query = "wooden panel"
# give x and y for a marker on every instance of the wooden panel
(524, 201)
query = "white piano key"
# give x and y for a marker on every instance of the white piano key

WHAT NEEDS TO BE DONE: Can you swap "marker" for "dot" throughout the data above and give the lines again with nothing else changed?

ANSWER FOR THE TASK:
query = "wooden panel"
# give x and y for a dot on every instance of the wooden panel
(524, 201)
query = "white piano key"
# give x and y for a dot on every instance of the white piano key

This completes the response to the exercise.